[Exercise goal]
Return exactly the lines that run from the one containing "Tag the target" to the end of the entries, with both ends included.

Natural-language object grounding data:
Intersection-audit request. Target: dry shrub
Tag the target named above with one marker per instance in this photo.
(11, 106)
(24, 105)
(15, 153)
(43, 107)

[Result for this task]
Tag the target named above with one marker per instance in this photo.
(11, 106)
(24, 105)
(15, 153)
(43, 107)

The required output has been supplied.